Every record must be copied exactly, except that pictures are dropped.

▶ [Source material]:
————
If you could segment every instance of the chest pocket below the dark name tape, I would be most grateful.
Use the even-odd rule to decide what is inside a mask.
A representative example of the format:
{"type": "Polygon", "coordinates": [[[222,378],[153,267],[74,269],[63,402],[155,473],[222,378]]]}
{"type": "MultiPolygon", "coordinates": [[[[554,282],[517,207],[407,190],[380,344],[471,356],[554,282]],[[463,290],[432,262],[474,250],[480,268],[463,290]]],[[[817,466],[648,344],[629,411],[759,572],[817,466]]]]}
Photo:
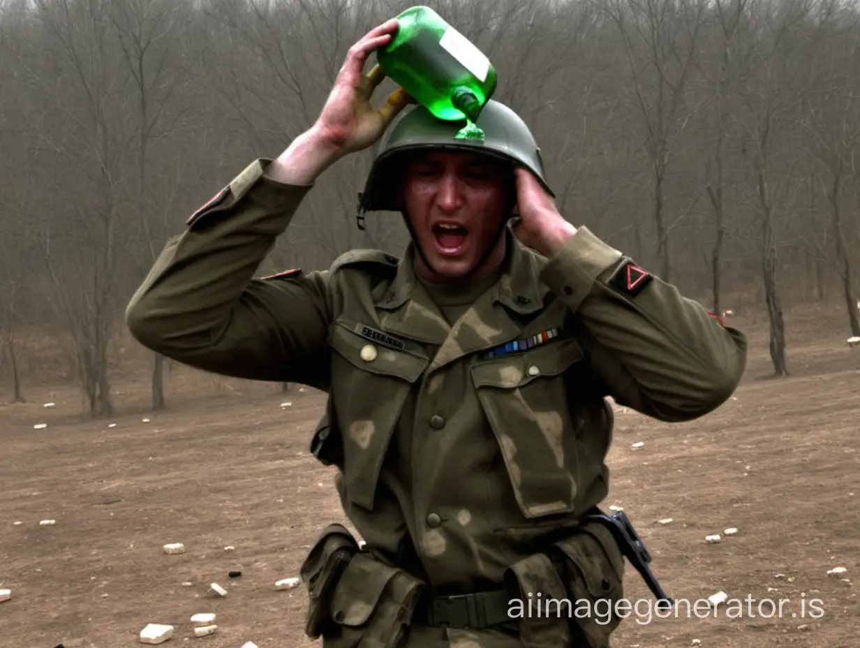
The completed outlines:
{"type": "Polygon", "coordinates": [[[330,398],[342,438],[347,498],[372,510],[391,434],[429,359],[420,350],[391,349],[359,333],[342,317],[332,324],[330,398]]]}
————
▶ [Your response]:
If you could segment every instance of the chest pocket below the dark name tape, I would be most grateful.
Use the even-odd rule to decide what is inside a mask.
A representative example of the format:
{"type": "Polygon", "coordinates": [[[222,378],[153,267],[74,269],[63,402],[155,473],[222,378]]]}
{"type": "MultiPolygon", "coordinates": [[[[554,282],[517,207],[407,190],[380,344],[471,356],[554,282]],[[463,290],[432,262],[474,250],[480,268],[463,290]]],[[[817,466],[648,344],[629,411],[759,572],[817,466]]]]}
Photo:
The completed outlines:
{"type": "Polygon", "coordinates": [[[330,398],[342,438],[347,498],[372,510],[391,434],[429,359],[420,350],[391,349],[359,333],[342,317],[332,324],[330,398]]]}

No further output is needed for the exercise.